Detection examples
┌──
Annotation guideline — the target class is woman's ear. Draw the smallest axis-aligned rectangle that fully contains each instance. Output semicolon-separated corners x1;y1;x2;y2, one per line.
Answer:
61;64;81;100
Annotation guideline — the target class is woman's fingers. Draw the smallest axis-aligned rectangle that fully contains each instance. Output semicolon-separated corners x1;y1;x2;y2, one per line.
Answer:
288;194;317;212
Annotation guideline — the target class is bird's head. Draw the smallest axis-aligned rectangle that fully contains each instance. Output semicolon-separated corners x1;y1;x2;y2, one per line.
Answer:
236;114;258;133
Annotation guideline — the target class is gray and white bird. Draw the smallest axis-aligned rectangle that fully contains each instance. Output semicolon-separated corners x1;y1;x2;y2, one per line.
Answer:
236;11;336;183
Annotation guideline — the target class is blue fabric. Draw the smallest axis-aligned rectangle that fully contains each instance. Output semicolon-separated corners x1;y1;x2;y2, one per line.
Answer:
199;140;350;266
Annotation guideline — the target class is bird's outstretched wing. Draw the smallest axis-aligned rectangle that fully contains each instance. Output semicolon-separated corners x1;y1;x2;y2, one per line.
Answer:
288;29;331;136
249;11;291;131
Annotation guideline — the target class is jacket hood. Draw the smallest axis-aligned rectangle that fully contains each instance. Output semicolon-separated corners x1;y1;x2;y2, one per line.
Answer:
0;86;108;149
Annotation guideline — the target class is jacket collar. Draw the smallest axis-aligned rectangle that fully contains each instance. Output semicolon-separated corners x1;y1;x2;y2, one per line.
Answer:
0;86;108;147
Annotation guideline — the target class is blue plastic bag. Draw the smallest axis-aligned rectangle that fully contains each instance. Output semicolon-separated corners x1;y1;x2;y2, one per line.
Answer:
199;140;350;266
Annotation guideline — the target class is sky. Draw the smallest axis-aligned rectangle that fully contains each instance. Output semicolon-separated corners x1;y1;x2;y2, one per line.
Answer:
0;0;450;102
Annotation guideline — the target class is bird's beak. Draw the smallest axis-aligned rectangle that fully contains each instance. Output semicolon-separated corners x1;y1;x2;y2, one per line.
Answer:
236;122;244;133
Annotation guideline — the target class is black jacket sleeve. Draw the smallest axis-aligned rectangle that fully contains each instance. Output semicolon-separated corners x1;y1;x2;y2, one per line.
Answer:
└──
Pull out every line of the data that contains the word "blue". Case counts.

Result:
Annotation guideline — the target class is blue fabric. Draw the smallest axis-aligned rectangle that fully contains each instance. Output semicolon-separated corners x1;y1;x2;y2, one per line.
Annotation guideline — the target class is blue plastic bag. Draw the smallest axis-aligned rectangle that fully contains each instance. Output semicolon-separated corners x1;y1;x2;y2, one per line.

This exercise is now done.